106 Wolkenkratzer wurden im vergangenen Jahr weltweit errichtet, so das Skyscraper Center. Allein 62 davon entstanden in China. Mit großem Abstand folgt Indonesien mit neun solcher Gebäude auf dem zweiten Platz. Und es geht unvermindert weiter: In diesem Jahr sollen weltweit 135 Wolkenkratzer und im nächsten Jahr 140 fertiggestellt werden. Zum Vergleich: Vor Beginn dieses Jahrzehnts wurden den Abgaben zufolge pro Jahr um die 20 oder 30 Wolkenkratzer gebaut.
Warum das beunruhigend ist? Sichtbar wird das am sogenannten Wolkenkratzer-Index. Aufgestellt wurde diese Theorie 1999 vom damaligen wissenschaftlichen Leiter der Investmentbank Dresdner Kleinwort Wasserstein, Andrew Lawrence. Das Ganze hatte zwar eher als Scherz begonnen, doch Lawrence fand heraus, dass Rekord-Wolkenkratzer häufig am Scheitelpunkt eines Konjunkturzyklus` errichtet werden.
Die Forschung nahm die Idee auf. So veröffentlichte der Finanzwissenschaftler Gunter Löffler von der Universität Ulm eine Studie, derzufolge die Höhenrekorde aufgestellt werden, wenn großer Optimismus und geringes Risikobewusstsein vorherrschen. Schließlich ist es in solchen Zeiten leichter möglich, Investoren zu finden, die milliardenschwere Projekte mit ungewisser Rendite finanzieren.

..........

- [Aufgabenstellung]
- 1) Beantworte die folgenden Fragen zum Text über Wolkenkratzer:
(a) Wie viele Wolkenkratzer entstanden im vergangenen Jahr in China?
(b) In welchem Jahr stellte Andrew Lawrence den Wolkenkratzer-Index auf?
(c) An welcher Universität arbeitet Gunter Löffler?
- 2) Schreibe den Text über Wolkenkratzer nach seinem letzten Satz weiter.

..........

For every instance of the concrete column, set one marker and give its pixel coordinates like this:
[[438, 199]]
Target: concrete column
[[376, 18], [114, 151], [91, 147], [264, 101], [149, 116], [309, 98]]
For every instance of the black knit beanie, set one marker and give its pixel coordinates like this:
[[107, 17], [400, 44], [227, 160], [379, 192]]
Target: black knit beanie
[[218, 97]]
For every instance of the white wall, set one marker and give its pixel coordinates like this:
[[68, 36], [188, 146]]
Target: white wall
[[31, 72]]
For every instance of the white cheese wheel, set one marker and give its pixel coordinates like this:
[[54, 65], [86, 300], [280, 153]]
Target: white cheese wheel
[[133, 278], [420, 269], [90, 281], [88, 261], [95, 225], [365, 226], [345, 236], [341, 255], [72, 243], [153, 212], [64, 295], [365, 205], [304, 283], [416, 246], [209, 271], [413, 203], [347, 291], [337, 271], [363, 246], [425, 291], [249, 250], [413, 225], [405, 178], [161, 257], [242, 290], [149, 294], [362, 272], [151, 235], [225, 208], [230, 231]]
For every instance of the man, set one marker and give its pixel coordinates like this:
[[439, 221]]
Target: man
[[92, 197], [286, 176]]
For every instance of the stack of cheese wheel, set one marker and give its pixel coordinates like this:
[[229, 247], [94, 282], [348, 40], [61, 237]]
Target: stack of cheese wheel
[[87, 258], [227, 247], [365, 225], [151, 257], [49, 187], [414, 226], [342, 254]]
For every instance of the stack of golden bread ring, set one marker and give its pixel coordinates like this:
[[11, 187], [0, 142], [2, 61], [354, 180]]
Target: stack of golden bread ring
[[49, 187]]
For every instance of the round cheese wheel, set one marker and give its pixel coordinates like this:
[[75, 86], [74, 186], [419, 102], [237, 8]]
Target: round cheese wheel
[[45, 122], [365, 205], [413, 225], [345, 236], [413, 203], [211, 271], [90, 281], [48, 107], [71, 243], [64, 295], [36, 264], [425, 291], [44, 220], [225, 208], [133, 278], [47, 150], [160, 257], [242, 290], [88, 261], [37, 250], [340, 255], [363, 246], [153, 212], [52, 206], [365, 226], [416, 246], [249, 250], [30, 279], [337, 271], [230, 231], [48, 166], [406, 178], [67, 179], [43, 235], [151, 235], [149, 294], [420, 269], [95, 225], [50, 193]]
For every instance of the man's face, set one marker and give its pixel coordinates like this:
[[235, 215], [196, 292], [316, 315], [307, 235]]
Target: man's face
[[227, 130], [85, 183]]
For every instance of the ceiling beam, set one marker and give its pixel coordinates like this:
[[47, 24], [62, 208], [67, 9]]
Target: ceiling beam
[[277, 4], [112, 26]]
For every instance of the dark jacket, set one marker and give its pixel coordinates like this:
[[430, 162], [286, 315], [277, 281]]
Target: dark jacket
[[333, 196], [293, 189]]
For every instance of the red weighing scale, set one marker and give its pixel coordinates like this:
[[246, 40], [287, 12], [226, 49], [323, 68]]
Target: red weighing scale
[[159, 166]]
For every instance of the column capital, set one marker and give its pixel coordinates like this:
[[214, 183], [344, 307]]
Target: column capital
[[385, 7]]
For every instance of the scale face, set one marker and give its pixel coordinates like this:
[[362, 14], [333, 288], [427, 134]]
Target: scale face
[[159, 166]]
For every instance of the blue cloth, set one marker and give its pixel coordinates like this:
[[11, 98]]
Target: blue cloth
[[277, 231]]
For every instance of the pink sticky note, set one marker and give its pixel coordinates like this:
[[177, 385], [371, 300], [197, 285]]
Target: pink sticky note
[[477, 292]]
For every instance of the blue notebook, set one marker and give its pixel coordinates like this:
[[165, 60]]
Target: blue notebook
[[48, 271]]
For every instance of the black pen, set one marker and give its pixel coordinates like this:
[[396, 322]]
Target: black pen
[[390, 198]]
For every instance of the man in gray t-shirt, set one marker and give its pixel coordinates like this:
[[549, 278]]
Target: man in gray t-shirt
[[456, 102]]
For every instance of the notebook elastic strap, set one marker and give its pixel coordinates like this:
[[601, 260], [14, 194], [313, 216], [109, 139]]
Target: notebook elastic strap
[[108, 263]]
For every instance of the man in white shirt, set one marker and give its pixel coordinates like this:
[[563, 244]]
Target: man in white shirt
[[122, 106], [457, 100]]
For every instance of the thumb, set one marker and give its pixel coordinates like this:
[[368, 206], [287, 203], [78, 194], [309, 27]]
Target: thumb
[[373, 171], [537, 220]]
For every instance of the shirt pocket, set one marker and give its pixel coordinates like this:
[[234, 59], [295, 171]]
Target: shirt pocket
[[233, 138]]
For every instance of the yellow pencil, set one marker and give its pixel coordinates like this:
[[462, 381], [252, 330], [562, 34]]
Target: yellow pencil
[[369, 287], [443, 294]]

..........

- [Die Lösungen]
- 1)
(a) 62
(b) 1999
(c) An der Universität Ulm

- 2)
Empire State Building und Depression
Das früheste Beispiel des Zusammenhangs von Rekord-Hochhäusern und Wirtschaftskrise stammt aus dem Jahre 1873. Damals baute der Versicher Equitable Life in New York ein Hauptquartier, das immerhin rund 40 Meter hoch war und als erstes Bürogebäude der Welt mit Aufzügen ausgestattet war. Im selben Jahr begann in den USA die sogenannte Lange Depression, die bis 1879 dauerte.
Der ersten Börsenpanik der Wall Street ging der Bau des Park Row Buildings in Manhattan voraus. Das Haus existiert noch, es ist mehr als 100 Meter hoch und hat 30 Stockwerke – bis 1908 war es der höchste Wolkenkratzer der Welt.
Auch die wohl berühmtesten Gebäude New Yorks wurden am Vorabend einer tiefen Krise errichtet: Das Chrysler Building und das Empire State Building sind zu Beginn der Großen Depression fertiggestellt, die die 30er Jahre prägte. Die Vollendung des World Trade Centers 1973 fand zu Zeiten des Zusammenbruchs des Bretton-Woods-Währungssystems und der Ölkrise statt.
Vor diesem Hintergrund ist es wenig überraschend, dass 1997 die Errichtung des ersten höchsten Gebäudes außerhalb der USA seit 130 Jahren einer regionalen Krise vorausging. Dem Bau der Petronas-Türme in der malaysischen Hauptstadt Kuala Lumpur folgte die sogenannte Asienkrise, deren Ursache eine Kreditblase war. Der Eröffnung des Taipei 101 in Taiwan im Jahre 1999 folgte das Platzen der Dotcom-Blase.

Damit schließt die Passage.